**QUESTIONS TO ANSWER:**
1) In the article on chefs' cooking tricks, what does Frank Randazzo add to the braising liquid to tenderize octopus?
2) Please write the next part of the article on chefs' cooking tricks, picking up after its final sentence.

**EXCERPT:**
Chefs reveal their tricks

Crafty cooks work their magic.

Certain chefs are quite secretive about their cooking “secrets.” But we found a group of pros that was willing to share a few culinary tricks.

At Talula in Miami Beach, chef-owner Frank Randazzo features Cork Braised Mediterranean Octopus with hearts of palm, artichoke and arugula. To tenderize the octopus, he tosses wine corks into the braising liquid. “I read about using corks to braise short ribs, so I decided to try it with octopus,” says Randazzo. Supposedly, it’s the enzymes in cork that do the tenderizing. Now Randazzo is a firm believer. “I was never able to get my octopus tender before.”

A creamy polenta can rapidly solidify into a dense softball. But Frank Brunacci, chef at Sixteen in Chicago, came up with a home run. “After cooking [five parts liquid to one part polenta], I whirl it in the Robot Coupe, then sandwich an even layer between two sheet pans,” he says. For service, Brunacci shapes small pieces with a cookie cutter and briefly sautes them.

It took Chris Cheung several months to perfect the sought-after Steamed Chinese Bao Buns with Liquid Foie Gras Filling he serves at New York City’s Monkey Bar.  The challenge: to prevent the foie gras from seeping into the dough. “Bao are typically filled with roast pork and held in a warmer, but you can’t hold foie gras—it melts,” Cheung notes. To keep the foie gras from leaking, he enclosed it in a wonton wrapper and inserted the “package” into the center of the dough. Worked like a charm. And he steams each bao to order, so there’s no seepage.

Seth Bowden, chef at Cortez Restaurant & Bar in San Francisco, discovered a novel way to clarify stock. “Instead of using egg whites [the classic method], I set the liquid with gelatin, freeze it, then let it thaw through cheesecloth,” he says. The flavor is not altered or compromised by the addition of egg white.” Bowden uses the same technique to clarify fresh juices.

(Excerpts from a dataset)
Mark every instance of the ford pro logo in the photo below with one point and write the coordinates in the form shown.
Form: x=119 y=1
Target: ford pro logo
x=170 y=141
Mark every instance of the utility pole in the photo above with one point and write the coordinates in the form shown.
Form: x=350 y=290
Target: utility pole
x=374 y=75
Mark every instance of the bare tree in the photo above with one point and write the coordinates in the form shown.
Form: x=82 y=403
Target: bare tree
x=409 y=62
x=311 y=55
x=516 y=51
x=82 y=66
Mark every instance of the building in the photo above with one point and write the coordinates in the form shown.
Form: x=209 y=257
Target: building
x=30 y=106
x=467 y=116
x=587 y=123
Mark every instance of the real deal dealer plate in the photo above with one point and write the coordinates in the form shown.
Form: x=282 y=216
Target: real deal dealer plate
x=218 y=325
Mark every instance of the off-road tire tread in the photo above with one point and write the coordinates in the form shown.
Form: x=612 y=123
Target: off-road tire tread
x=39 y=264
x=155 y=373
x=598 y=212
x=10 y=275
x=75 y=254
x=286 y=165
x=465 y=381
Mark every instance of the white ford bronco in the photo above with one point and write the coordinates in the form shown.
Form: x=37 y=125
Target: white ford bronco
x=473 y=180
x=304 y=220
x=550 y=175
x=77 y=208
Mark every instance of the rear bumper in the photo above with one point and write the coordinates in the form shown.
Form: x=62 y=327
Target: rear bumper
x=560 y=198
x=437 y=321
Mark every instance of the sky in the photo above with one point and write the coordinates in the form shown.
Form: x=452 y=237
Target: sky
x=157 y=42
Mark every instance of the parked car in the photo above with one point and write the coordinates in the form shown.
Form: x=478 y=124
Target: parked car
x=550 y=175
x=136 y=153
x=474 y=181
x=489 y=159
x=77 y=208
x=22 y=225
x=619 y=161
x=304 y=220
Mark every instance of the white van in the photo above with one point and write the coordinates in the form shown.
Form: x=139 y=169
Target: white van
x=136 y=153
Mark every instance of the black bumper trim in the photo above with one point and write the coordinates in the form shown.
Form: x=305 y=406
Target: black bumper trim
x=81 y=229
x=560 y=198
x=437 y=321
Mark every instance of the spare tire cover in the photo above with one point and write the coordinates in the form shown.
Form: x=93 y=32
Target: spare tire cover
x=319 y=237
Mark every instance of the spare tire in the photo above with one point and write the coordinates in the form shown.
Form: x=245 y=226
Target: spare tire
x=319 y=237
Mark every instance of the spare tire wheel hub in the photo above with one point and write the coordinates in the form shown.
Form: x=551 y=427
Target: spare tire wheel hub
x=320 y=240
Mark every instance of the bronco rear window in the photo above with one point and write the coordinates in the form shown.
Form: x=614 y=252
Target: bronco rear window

**EXPECTED OUTPUTS:**
1) Wine corks.

2)
Another trick for the stockpot is put to use by Rodney Friedank of Table 301 in Greenville, South Carolina. When making broth-based soups, he adds okra to his mirepoix along with the standard onions, celery and carrots. “When the vegetables are strained out, the liquid has nice body,” Friedank claims. He credits Paul Prudhomme for this idea, picked up while the two were cooking at a charity event.

The rind from Parmigiano-Reggiano is never discarded by Jennifer Jasinski of Rioja Restaurant in Denver. “I soak it in milk or cream and use that as a sauce base for Eggs Benedict,” she says.  Jasinski also makes Parmesan emulsions by steeping the rinds in olive oil and letting them infuse the oil over a long period of time. “It imparts a Parmesan taste without the heaviness.”

At the Umstead Hotel and Spa in Cary, North Carolina, Daniel Benjamin figured out how to keep sugar from crystallizing on a saucepan’s sides. “I cover the pot with an inverted bowl,” he says. “Water condensates inside the bowl and a little drips down into the pot, washing away the sugar crystals.”